▸ **ASSIGNMENT**: Return exactly the span of lines in the following data that opens with the line containing "positive clicks: (437, 227) (438, 261)" and closes with the line containing "230L438 315L490 312L494". Include nothing else.

(Stored data)
§ §
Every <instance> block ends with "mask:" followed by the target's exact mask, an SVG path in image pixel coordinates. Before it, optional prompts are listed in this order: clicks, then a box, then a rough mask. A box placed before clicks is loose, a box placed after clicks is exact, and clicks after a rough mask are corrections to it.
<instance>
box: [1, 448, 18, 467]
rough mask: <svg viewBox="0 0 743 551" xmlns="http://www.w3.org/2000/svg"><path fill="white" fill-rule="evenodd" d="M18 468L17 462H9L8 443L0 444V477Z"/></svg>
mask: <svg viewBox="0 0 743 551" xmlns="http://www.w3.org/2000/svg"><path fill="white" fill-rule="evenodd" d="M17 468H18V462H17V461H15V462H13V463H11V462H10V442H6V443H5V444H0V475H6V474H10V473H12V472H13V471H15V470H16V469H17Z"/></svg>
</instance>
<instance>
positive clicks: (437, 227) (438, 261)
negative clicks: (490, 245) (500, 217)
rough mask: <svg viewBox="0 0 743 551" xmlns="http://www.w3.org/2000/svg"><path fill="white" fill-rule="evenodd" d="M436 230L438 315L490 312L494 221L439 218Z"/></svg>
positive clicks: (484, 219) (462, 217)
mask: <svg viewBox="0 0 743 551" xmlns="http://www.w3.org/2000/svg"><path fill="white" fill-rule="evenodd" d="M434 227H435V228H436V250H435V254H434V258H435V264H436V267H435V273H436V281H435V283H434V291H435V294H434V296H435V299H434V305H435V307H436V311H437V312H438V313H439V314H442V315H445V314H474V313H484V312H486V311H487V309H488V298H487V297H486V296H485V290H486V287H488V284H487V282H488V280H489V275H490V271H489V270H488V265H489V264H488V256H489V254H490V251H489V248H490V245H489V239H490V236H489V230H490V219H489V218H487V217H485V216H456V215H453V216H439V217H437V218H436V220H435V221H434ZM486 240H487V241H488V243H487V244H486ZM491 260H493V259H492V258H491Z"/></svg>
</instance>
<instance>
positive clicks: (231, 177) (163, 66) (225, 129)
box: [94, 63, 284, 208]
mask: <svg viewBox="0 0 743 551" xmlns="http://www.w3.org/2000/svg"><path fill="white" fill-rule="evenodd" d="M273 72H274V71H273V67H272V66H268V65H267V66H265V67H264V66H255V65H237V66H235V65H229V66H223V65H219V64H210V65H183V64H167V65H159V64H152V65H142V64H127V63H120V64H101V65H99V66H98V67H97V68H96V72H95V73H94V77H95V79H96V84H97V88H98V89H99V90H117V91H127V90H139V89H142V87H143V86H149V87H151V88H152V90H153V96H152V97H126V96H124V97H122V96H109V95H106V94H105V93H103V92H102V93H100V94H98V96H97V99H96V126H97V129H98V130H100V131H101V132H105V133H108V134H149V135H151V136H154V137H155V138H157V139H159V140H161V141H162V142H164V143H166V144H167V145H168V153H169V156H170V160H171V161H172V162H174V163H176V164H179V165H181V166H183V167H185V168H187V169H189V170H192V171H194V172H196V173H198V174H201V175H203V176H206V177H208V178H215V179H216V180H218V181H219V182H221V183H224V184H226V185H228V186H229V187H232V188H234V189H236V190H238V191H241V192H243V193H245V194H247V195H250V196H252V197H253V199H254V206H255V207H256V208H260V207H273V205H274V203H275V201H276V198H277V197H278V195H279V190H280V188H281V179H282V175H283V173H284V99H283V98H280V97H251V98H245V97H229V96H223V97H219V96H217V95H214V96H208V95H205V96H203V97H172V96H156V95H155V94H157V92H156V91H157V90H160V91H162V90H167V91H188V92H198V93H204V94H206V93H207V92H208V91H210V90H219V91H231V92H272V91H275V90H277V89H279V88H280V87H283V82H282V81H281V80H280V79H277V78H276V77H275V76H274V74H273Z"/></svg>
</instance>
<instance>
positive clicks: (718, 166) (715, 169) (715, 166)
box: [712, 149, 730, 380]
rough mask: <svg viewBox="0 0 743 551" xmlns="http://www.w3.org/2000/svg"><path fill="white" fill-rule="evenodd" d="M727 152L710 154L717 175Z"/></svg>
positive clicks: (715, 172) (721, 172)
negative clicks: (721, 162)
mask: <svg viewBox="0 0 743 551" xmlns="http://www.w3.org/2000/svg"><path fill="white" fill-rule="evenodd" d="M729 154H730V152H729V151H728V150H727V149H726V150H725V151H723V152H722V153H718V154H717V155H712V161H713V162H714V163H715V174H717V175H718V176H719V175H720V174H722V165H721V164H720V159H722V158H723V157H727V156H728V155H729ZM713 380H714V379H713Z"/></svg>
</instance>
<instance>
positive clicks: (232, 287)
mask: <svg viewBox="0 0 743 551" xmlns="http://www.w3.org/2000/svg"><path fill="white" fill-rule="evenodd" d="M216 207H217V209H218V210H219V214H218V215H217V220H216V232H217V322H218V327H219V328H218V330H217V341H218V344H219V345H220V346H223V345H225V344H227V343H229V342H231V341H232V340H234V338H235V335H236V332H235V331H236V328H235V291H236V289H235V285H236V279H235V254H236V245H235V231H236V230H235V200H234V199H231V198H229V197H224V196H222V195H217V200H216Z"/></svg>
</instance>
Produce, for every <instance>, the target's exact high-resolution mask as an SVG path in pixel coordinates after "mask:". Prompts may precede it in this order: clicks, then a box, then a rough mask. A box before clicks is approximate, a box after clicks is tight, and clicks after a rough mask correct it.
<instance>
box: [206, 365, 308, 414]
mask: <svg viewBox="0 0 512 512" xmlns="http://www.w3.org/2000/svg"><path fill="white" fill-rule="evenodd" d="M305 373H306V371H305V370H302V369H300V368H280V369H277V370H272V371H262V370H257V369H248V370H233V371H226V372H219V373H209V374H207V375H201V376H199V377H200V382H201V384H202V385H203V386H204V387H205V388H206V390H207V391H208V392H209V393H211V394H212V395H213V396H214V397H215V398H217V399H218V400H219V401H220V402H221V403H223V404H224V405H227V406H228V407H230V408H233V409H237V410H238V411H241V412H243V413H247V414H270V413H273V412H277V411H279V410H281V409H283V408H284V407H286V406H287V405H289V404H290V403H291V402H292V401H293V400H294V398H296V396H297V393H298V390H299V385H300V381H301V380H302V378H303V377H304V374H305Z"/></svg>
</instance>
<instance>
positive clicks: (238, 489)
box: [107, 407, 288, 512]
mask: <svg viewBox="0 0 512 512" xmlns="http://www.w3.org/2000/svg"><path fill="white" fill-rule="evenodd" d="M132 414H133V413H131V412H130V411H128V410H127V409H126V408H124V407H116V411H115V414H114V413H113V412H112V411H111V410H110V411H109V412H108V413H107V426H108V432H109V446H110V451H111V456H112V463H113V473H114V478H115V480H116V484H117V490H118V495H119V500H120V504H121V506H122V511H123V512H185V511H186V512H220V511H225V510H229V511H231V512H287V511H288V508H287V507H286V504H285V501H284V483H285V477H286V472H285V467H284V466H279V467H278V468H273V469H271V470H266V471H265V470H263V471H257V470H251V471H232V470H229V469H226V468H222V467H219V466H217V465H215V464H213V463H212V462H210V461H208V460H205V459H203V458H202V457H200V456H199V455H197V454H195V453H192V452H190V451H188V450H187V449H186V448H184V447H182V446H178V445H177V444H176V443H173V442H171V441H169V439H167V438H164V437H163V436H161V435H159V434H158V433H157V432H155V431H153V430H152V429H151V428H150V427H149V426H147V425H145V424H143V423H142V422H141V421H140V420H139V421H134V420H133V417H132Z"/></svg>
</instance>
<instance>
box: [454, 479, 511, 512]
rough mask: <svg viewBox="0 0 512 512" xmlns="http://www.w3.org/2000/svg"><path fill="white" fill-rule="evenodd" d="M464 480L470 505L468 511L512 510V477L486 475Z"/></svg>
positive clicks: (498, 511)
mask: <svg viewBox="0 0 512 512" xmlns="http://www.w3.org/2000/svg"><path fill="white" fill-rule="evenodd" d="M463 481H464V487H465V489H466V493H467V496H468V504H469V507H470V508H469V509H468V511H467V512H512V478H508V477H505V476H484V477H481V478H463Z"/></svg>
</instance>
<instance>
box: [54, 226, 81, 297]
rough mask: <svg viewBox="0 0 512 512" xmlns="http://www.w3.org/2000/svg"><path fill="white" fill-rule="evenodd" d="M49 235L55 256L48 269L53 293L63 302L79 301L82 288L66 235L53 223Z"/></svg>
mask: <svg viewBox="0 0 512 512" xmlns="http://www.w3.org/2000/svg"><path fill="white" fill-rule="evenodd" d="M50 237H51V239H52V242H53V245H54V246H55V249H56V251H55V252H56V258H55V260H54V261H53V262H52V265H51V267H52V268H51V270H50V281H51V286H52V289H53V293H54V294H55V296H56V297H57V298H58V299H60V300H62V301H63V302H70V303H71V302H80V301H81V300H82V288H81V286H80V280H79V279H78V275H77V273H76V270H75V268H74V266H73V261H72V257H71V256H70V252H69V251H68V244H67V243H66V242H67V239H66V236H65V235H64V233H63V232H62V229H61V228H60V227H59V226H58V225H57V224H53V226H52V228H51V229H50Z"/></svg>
§ §
▸ **RESULT**:
positive clicks: (437, 227) (438, 261)
negative clicks: (490, 245) (500, 217)
rough mask: <svg viewBox="0 0 743 551" xmlns="http://www.w3.org/2000/svg"><path fill="white" fill-rule="evenodd" d="M436 230L438 315L490 312L494 221L439 218Z"/></svg>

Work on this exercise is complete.